Do this:
Pick out each line of the material below that contains the word "table" and copy those lines.

Data supplied:
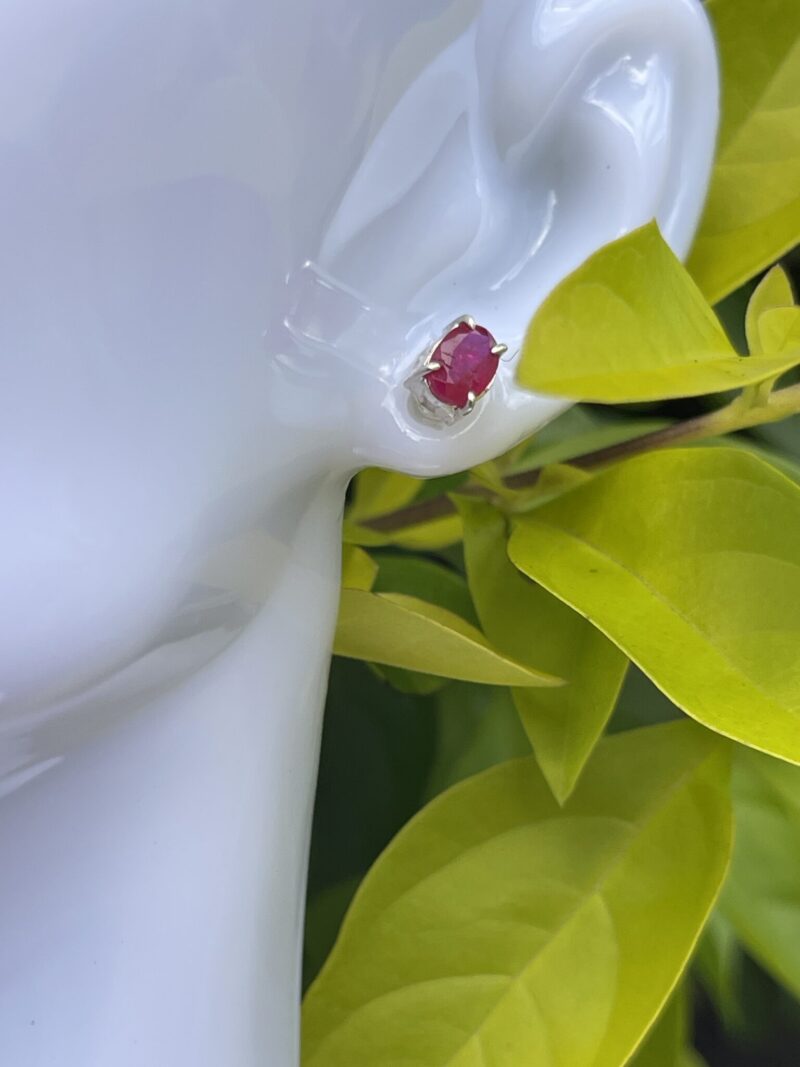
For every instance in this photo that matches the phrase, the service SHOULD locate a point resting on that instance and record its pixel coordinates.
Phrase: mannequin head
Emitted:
(230, 226)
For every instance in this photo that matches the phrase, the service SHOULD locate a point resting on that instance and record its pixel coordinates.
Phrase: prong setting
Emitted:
(467, 355)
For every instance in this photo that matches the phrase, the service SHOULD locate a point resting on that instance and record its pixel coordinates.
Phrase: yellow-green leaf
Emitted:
(401, 631)
(530, 625)
(752, 216)
(762, 896)
(498, 927)
(773, 291)
(658, 337)
(358, 570)
(689, 560)
(666, 1044)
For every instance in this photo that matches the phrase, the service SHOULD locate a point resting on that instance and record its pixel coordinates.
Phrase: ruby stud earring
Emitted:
(456, 371)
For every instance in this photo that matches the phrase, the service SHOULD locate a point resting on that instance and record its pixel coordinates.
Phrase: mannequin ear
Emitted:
(549, 128)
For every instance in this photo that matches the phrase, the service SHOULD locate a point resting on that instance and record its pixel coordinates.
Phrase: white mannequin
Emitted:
(228, 228)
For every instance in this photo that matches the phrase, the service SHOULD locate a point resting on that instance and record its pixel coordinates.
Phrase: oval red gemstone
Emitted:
(467, 365)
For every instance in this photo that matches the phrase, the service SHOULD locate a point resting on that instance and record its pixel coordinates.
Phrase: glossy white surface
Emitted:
(228, 228)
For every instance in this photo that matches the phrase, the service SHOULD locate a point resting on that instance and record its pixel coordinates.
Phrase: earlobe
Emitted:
(570, 123)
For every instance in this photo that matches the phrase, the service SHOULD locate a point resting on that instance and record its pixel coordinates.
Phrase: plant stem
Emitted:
(746, 411)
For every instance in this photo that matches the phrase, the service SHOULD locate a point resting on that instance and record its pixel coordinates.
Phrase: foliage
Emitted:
(559, 892)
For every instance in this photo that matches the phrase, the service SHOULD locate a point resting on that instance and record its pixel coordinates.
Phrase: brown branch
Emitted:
(735, 416)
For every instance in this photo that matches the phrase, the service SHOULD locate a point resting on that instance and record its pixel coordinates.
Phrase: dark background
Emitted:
(385, 753)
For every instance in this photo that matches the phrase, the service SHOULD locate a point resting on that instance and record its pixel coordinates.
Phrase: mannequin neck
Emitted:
(154, 909)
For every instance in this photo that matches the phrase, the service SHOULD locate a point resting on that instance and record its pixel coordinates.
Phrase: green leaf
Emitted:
(719, 965)
(752, 215)
(358, 570)
(402, 631)
(666, 1044)
(427, 579)
(659, 337)
(689, 560)
(773, 291)
(530, 625)
(762, 897)
(477, 727)
(323, 916)
(433, 534)
(579, 430)
(500, 928)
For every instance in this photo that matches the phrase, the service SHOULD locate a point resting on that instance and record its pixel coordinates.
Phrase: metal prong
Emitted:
(457, 322)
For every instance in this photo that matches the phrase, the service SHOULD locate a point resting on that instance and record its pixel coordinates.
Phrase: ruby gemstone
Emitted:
(467, 362)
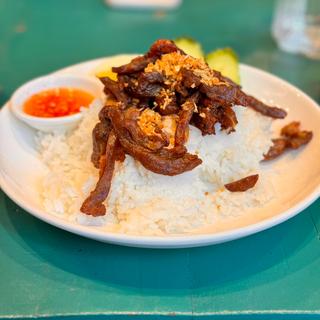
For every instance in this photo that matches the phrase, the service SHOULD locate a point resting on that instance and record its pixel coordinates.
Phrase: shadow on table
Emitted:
(179, 269)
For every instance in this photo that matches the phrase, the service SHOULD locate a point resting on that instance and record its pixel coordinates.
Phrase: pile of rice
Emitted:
(142, 202)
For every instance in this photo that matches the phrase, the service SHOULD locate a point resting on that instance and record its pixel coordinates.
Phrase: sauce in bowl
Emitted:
(57, 102)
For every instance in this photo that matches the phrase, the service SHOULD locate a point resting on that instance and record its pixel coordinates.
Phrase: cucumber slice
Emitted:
(226, 61)
(190, 47)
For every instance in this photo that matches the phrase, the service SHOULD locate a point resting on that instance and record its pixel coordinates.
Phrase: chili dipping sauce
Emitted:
(57, 102)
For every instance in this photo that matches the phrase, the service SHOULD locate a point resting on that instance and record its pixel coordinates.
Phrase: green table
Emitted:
(46, 272)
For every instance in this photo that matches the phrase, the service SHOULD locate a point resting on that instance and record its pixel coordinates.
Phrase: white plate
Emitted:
(297, 183)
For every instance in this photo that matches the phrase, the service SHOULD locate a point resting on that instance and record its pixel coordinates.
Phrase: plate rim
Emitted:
(173, 241)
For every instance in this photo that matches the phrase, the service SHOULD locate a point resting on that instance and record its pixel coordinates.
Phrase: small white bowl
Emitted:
(88, 83)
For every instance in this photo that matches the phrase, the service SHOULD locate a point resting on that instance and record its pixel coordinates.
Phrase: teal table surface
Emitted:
(47, 272)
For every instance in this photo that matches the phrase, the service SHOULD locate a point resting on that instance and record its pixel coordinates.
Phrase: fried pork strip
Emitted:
(93, 205)
(291, 138)
(168, 82)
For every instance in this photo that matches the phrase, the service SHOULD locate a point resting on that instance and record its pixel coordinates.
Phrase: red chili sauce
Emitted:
(57, 102)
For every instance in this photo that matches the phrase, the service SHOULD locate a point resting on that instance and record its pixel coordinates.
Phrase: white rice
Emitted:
(142, 202)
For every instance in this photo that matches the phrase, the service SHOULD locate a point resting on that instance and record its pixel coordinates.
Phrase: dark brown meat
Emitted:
(151, 142)
(112, 88)
(205, 121)
(242, 184)
(93, 205)
(291, 138)
(100, 136)
(185, 115)
(164, 162)
(148, 85)
(278, 147)
(169, 86)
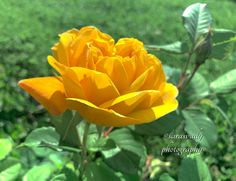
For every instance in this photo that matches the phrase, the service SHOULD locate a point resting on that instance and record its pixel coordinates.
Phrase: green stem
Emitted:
(192, 75)
(183, 74)
(84, 159)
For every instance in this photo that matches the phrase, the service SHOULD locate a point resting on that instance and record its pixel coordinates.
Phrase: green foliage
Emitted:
(223, 43)
(42, 135)
(198, 123)
(6, 147)
(30, 28)
(161, 126)
(10, 169)
(225, 83)
(193, 168)
(40, 172)
(197, 20)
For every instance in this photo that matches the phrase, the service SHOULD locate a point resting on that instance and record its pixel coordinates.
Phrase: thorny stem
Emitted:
(191, 76)
(84, 160)
(183, 74)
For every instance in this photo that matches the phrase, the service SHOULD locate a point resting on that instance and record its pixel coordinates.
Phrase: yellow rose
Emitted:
(109, 84)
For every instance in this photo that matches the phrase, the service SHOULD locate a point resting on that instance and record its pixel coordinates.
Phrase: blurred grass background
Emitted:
(28, 29)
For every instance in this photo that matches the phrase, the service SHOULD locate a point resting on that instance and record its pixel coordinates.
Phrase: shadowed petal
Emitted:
(48, 91)
(93, 86)
(99, 116)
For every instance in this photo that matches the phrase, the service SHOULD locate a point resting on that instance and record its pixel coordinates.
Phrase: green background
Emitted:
(28, 29)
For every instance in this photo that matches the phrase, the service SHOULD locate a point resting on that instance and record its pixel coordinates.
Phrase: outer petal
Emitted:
(48, 91)
(132, 101)
(100, 116)
(168, 104)
(93, 86)
(148, 115)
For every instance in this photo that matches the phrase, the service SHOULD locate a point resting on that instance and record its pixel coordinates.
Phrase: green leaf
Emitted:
(66, 126)
(193, 168)
(176, 47)
(166, 177)
(197, 20)
(125, 140)
(40, 172)
(161, 126)
(6, 147)
(225, 83)
(9, 169)
(124, 161)
(223, 43)
(96, 143)
(197, 89)
(198, 124)
(99, 172)
(46, 135)
(60, 177)
(126, 150)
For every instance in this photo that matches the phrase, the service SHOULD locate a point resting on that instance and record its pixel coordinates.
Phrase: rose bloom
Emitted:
(110, 84)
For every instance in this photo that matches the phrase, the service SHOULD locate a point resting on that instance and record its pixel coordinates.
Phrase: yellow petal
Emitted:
(48, 91)
(93, 86)
(99, 116)
(151, 114)
(132, 101)
(113, 67)
(139, 82)
(90, 35)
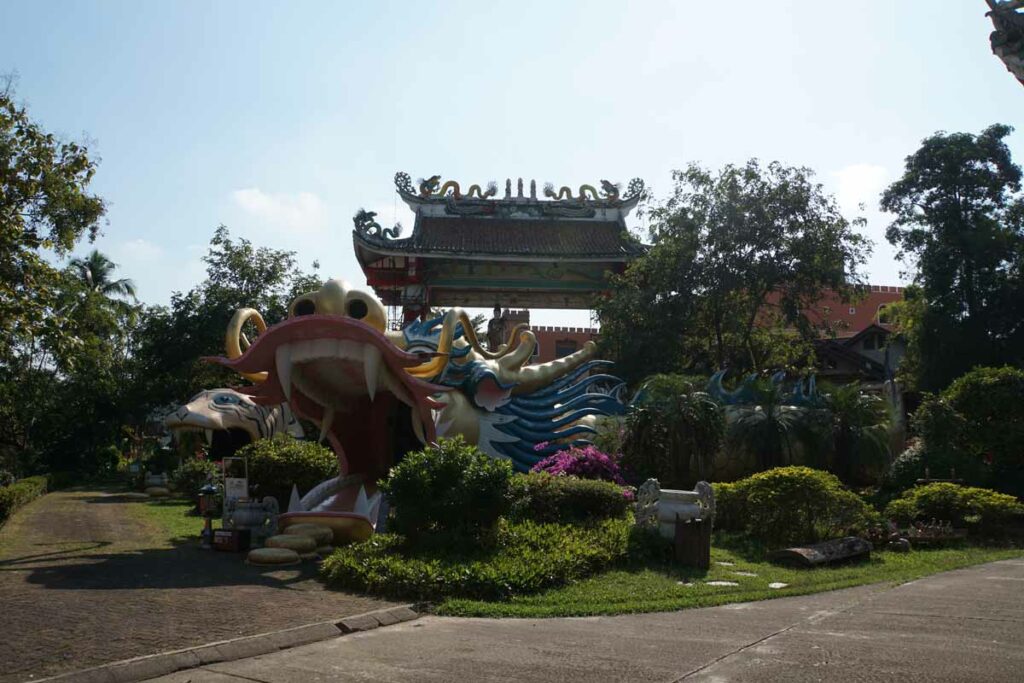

Reply to the task:
Phrase: shadow on table
Phrase: green table
Phrase: teal table surface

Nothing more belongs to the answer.